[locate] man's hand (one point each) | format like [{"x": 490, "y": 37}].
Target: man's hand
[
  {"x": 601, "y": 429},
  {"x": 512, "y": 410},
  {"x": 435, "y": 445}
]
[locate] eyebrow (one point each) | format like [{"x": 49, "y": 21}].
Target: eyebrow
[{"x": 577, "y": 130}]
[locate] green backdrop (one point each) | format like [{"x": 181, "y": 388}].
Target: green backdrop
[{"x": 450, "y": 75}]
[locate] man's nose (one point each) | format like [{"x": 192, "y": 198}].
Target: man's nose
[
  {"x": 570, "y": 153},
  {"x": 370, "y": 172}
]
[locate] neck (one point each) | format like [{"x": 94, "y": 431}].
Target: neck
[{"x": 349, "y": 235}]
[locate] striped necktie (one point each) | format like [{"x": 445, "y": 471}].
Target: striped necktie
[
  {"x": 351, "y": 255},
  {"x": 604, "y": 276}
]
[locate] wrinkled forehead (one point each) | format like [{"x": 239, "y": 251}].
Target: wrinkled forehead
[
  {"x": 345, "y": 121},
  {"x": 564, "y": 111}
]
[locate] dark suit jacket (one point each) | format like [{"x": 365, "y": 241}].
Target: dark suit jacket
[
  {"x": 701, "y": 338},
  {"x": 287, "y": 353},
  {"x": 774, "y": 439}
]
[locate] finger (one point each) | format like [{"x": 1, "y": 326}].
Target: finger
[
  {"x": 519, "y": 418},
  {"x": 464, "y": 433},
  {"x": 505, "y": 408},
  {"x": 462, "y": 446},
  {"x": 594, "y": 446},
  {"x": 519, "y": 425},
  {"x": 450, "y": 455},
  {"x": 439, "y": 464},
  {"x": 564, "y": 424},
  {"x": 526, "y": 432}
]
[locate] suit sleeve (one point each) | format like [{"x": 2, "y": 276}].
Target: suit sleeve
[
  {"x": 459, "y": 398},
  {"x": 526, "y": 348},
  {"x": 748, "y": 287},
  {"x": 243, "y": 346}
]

## The problem
When you reach the line with "Target: wrinkled forehead" in the records above, start writing out lines exactly, and stop once the line with "[locate] suit sleeve" has been written; include nothing else.

## Answer for the task
Target: wrinkled forehead
[
  {"x": 345, "y": 121},
  {"x": 564, "y": 111}
]
[locate] dark suit jacket (one point each) | format like [{"x": 365, "y": 241}].
Target: dark suit jacket
[
  {"x": 701, "y": 338},
  {"x": 287, "y": 353},
  {"x": 774, "y": 439}
]
[locate] finger (one point each) | format like [{"x": 1, "y": 326}].
Target: finger
[
  {"x": 519, "y": 418},
  {"x": 464, "y": 433},
  {"x": 505, "y": 408},
  {"x": 462, "y": 446},
  {"x": 594, "y": 446},
  {"x": 519, "y": 425},
  {"x": 450, "y": 455},
  {"x": 439, "y": 464},
  {"x": 564, "y": 424},
  {"x": 526, "y": 432}
]
[locate] suit sleeve (one point each) | format like [{"x": 2, "y": 276}].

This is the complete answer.